Raw data.
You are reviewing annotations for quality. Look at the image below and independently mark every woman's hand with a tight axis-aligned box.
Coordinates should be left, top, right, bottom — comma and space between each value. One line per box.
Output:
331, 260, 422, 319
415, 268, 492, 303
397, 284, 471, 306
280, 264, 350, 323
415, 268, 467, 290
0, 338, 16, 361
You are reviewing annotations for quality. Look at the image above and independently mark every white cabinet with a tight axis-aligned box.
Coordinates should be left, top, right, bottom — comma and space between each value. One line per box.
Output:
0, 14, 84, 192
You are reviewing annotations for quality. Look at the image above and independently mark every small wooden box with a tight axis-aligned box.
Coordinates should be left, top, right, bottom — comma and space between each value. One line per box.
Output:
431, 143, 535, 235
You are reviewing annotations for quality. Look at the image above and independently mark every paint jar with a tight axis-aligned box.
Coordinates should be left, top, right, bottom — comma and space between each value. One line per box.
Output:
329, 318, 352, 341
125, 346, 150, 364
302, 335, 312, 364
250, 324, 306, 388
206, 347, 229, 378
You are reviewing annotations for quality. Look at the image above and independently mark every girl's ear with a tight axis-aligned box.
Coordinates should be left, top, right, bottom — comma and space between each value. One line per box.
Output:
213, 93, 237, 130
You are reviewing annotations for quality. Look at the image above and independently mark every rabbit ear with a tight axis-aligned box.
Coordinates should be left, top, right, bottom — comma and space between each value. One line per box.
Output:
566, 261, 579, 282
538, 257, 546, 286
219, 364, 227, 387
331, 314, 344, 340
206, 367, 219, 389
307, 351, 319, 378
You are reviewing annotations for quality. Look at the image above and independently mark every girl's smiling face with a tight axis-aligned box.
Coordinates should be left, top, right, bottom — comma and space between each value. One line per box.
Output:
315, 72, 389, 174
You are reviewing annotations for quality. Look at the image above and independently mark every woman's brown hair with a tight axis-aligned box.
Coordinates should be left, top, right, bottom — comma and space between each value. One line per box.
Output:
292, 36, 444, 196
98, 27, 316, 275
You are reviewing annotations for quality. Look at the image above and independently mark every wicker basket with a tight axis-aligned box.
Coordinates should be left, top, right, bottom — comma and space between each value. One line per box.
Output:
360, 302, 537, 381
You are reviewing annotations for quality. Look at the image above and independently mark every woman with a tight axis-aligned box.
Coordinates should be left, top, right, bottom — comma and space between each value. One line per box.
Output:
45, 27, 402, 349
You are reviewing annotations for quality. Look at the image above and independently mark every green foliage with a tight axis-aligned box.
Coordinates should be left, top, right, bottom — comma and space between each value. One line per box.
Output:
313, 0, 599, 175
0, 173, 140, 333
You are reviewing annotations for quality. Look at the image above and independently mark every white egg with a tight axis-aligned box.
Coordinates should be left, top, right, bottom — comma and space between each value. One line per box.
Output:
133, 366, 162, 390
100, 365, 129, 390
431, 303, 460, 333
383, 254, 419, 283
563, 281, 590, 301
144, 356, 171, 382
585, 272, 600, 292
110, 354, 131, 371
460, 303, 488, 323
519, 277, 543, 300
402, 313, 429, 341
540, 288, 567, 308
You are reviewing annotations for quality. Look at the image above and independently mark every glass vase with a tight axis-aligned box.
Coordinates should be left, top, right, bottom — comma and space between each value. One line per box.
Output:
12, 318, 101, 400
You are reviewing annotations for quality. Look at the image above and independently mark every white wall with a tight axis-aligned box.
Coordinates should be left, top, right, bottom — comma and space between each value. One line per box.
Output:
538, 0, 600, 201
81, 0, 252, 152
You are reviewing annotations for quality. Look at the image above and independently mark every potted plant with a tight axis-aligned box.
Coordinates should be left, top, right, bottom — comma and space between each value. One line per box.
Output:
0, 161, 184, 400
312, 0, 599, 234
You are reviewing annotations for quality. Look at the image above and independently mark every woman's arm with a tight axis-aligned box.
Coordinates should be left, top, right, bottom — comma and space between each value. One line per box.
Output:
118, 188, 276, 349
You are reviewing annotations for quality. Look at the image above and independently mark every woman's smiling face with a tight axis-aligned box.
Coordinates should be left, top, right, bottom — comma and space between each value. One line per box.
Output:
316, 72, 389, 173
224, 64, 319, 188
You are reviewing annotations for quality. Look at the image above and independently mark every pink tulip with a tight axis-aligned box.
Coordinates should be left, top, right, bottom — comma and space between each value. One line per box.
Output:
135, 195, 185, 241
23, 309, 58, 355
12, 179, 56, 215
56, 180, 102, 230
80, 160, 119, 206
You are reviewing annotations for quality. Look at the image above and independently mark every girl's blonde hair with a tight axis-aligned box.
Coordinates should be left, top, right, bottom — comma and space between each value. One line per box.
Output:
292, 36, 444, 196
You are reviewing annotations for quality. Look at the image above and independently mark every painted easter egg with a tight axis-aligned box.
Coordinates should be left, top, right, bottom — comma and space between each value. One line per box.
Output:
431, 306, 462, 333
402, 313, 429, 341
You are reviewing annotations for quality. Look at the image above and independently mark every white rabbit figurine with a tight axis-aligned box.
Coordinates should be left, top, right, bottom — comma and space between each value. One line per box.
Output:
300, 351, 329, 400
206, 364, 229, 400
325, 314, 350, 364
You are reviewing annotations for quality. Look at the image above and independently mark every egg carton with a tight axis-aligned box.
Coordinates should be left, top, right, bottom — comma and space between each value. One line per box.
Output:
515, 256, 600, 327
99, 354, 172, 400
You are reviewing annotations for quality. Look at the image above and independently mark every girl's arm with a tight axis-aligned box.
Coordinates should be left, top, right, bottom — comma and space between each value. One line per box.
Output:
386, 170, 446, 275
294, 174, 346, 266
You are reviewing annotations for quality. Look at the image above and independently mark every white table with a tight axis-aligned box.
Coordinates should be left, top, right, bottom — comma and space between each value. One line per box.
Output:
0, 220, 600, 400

Directions.
Retype all of the material above word for word, keeping every line in its original order.

Full solution.
You are reviewing annotations for quality. Look at the image below and independently mark every woman's hand with a tight axis-aligned box.
Coordinates should be left, top, right, bottom — comma and space between each value. One line per box.
Output:
331, 260, 422, 319
415, 268, 492, 303
397, 284, 471, 306
280, 264, 350, 323
415, 268, 467, 290
0, 338, 16, 361
You are reviewing annotations for quality. Look at the image above and independently mark every white cabinet with a tight axis-aligned box.
Coordinates should be left, top, right, bottom — comma and space between each value. One line per box.
Output:
0, 14, 84, 192
You are reviewing annotations for quality. Look at the image above and independently mark every small wooden box with a tight axis-aligned box.
Coordinates should be left, top, right, bottom — comma and space between each value. One line per box.
Output:
431, 143, 535, 235
You are reviewing annotations for quality. Look at the image above and independently mark every paint jar with a tight axis-aligned box.
Coordinates should be left, top, right, bottom — comma and space between each value. One line per box.
Output:
329, 318, 352, 341
125, 346, 150, 364
302, 335, 312, 364
250, 324, 306, 388
206, 347, 229, 378
You are reviewing annotations for quality. Look at the image above and independently mark every girl's ear with a tight axis-aligned box.
Coordinates should be left, top, right, bottom — comma and space between each value. One line per box.
Output:
213, 93, 237, 130
You are reviewing annotations for quality. Look at the image above and independently mark every rabbit ear with a tight axis-aligned box.
Coordinates should be left, top, right, bottom — comma and space between each value. One line per box.
Output:
566, 261, 579, 282
538, 257, 546, 286
219, 364, 227, 387
331, 314, 344, 340
206, 367, 219, 389
307, 351, 319, 378
You are reviewing annotations for quality. Look at the image above and independently mark every girl's smiling face with a tight axis-aligned box.
Coordinates should be left, top, right, bottom — comma and space between each value. One line per box.
Output:
315, 72, 389, 174
You are reviewing annotations for quality. Look at the image above and independently mark every woman's brown hair with a tight axis-aligned box.
Coordinates should be left, top, right, bottom — comma and space between each value. One line per box.
Output:
292, 36, 444, 196
98, 27, 316, 275
You are reviewing annotations for quality. Look at the image above and independently mark every wicker basket with a tight axis-aligned box.
Coordinates should be left, top, right, bottom — comma and space between each value. One line per box.
Output:
360, 302, 537, 381
You are reviewing annotations for quality. Look at the image above and independently mark every woman with a tight axis-aligned box.
Coordinates should be left, top, right, bottom — comma and space between each value. One line per box.
Output:
45, 27, 402, 349
You are reviewing annotations for quality. Look at the image above and independently mark every green foliage with a tight axis-aligned box.
Coordinates should be left, top, right, bottom — comma and space between each value. One line per box.
Output:
313, 0, 599, 175
0, 173, 140, 333
You are reviewing annotations for quality. Look at the image above and independently mark every white egg with a tight axis-aligned box.
Coordinates should be left, top, right, bottom — comma and space between each value. One line per box.
Output:
133, 366, 162, 390
100, 365, 129, 390
431, 303, 460, 333
383, 254, 419, 283
563, 281, 590, 301
144, 356, 171, 382
585, 272, 600, 292
110, 354, 131, 371
460, 303, 488, 323
519, 277, 543, 300
402, 313, 429, 341
540, 288, 567, 308
You are reviewing annotations for quality. Look at the image above and independently mark every glass vase with a tight axis-aligned box.
Coordinates should be left, top, right, bottom — comma and space between each value. One line per box.
Output:
12, 318, 101, 400
You are reviewing annotations for quality. Look at the image above and independently mark every white wall with a tight axis-aligned box.
Coordinates should be left, top, right, bottom — comma and space between each value. One line per box.
Output:
538, 0, 600, 201
81, 0, 252, 152
You are reviewing annotations for quality. Look at the image above and independently mark every potted plant with a tight axis-aligned box.
Coordinates should be left, top, right, bottom — comma and space between each value. One line per box.
Output:
0, 161, 184, 400
312, 0, 599, 234
You are reviewing annotations for quality. Look at the image above and independently mark every woman's arm with a tight axis-aligned box.
Coordinates should be left, top, right, bottom — comma and space between each value. One line per box.
Output:
118, 188, 276, 349
You are reviewing annotations for quality. Look at the image above and independently mark every woman's smiling face with a tight axis-aligned box.
Coordinates should be left, top, right, bottom — comma and space between each value. One line per box.
Output:
316, 72, 389, 173
224, 64, 319, 188
You are reviewing annotations for quality. Look at the image above and independently mark every pink tulip with a tight axis-aligned box.
Coordinates should be left, top, right, bottom — comma and space between each value. One line per box.
Output:
135, 195, 185, 241
23, 309, 58, 355
12, 179, 56, 215
56, 180, 102, 230
80, 160, 119, 206
You are reviewing annotations for quality. Look at the image above and independently mark every girl's blonde hair with a tight axis-aligned box.
Coordinates should be left, top, right, bottom — comma and space between each value. One line per box.
Output:
292, 36, 444, 196
You are reviewing annotations for quality. Look at the image above and independently mark every painted easter egg with a tight axis-aligned box.
Coordinates should be left, top, right, bottom — comma and space between each value. One line per box.
Output:
431, 306, 462, 333
402, 313, 429, 341
You are reviewing annotations for quality. Look at the image above and independently mark every white rabbit figurine with a tight axis-aligned box.
Coordinates should be left, top, right, bottom — comma and space between each value. One line per box.
Output:
300, 351, 329, 400
206, 364, 229, 400
325, 314, 350, 364
You are reviewing annotations for quality. Look at the image above and independently mark every egg carton with a tight axis-aligned box.
Coordinates should be left, top, right, bottom — comma and space between each value. One line per box.
Output:
515, 256, 600, 327
99, 354, 172, 400
You are reviewing annotations for quality. Look at the image above and independently mark every girl's arm with a tight axis-aligned box.
Coordinates should be left, top, right, bottom — comma and space between each value. One line per box.
Output:
386, 170, 446, 275
294, 174, 346, 266
You are reviewing annotations for quality. Look at the image above and independently mark every white table with a tight axis-aligned box.
Coordinates should be left, top, right, bottom — comma and space between each value. One line per box.
Output:
0, 220, 600, 400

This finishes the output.